WHAT TO DO:
A: From the lecture notes on quantitative research, reproduce word for word the part that opens with the words containing "Quiz 5 Review" and closes with "has two groups.".
B: Render this sentence from the lecture notes on quantitative research in Spanish: "Correlation and regression are highlighted as tools to understand data relationships."

DOCUMENT SECTION:
╔══

Quantitative Research and Statistical Analysis

Quantitative Research and Statistical Analysis

Introduction

  • The lecture focuses on quantitative research and statistical analysis beyond null hypothesis significance testing.
  • Emphasis on understanding data and relationships between variables for exploratory research.
  • Correlation and regression are highlighted as tools to understand data relationships.

Quiz 5 Review

  • Purpose of post hoc follow-up tests after a one-way ANOVA:
    • To identify specific group means that differ from one another.
  • Interpretation of a 5x2 factorial ANOVA:
    • Indicates one continuous outcome measure and two categorical predictors.
    • One predictor has five groups, and the other has two groups.
    • Total of three variables: two predictors and one outcome.
  • Reporting the main effect of training:
    • Report F-statistic with degrees of freedom, F value, and significance.

╚══

Entries on locating named things:
╔══

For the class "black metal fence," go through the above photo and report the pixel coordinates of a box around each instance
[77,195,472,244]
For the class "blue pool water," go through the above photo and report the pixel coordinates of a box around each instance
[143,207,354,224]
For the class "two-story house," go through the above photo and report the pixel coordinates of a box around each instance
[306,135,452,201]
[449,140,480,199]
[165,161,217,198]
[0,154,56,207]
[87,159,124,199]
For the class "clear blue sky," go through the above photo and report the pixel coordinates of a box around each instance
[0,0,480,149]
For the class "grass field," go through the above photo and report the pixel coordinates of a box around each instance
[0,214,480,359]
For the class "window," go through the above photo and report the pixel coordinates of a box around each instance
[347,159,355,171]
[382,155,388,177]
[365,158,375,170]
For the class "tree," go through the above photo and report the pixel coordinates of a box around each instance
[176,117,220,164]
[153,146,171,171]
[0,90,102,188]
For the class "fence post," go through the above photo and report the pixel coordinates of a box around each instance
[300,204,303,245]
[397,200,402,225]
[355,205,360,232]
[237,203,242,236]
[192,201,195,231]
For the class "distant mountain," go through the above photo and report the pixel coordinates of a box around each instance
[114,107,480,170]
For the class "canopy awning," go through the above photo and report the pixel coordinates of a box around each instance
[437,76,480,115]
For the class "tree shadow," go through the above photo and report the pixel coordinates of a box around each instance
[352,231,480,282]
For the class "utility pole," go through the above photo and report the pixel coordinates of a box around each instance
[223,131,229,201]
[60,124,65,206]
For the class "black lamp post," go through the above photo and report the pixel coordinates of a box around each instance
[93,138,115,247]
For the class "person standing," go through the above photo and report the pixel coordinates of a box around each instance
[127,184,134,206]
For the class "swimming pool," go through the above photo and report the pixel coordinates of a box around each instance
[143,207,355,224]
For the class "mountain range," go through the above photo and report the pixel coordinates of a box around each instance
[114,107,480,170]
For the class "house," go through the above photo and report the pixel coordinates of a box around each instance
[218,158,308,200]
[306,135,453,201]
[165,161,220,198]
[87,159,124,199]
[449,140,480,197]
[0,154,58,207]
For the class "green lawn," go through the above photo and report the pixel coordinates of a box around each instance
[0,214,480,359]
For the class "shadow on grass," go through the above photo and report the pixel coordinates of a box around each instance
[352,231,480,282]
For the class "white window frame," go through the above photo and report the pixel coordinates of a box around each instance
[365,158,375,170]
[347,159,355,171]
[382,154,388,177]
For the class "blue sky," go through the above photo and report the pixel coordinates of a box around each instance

╚══

ANSWERS FOR THE EXERCISE:
A:
Quiz 5 Review

  • Purpose of post hoc follow-up tests after a one-way ANOVA:
    • To identify specific group means that differ from one another.
  • Interpretation of a 5x2 factorial ANOVA:
    • Indicates one continuous outcome measure and two categorical predictors.
    • One predictor has five groups, and the other has two groups.

B: La correlación y la regresión se destacan como herramientas para comprender las relaciones entre los datos.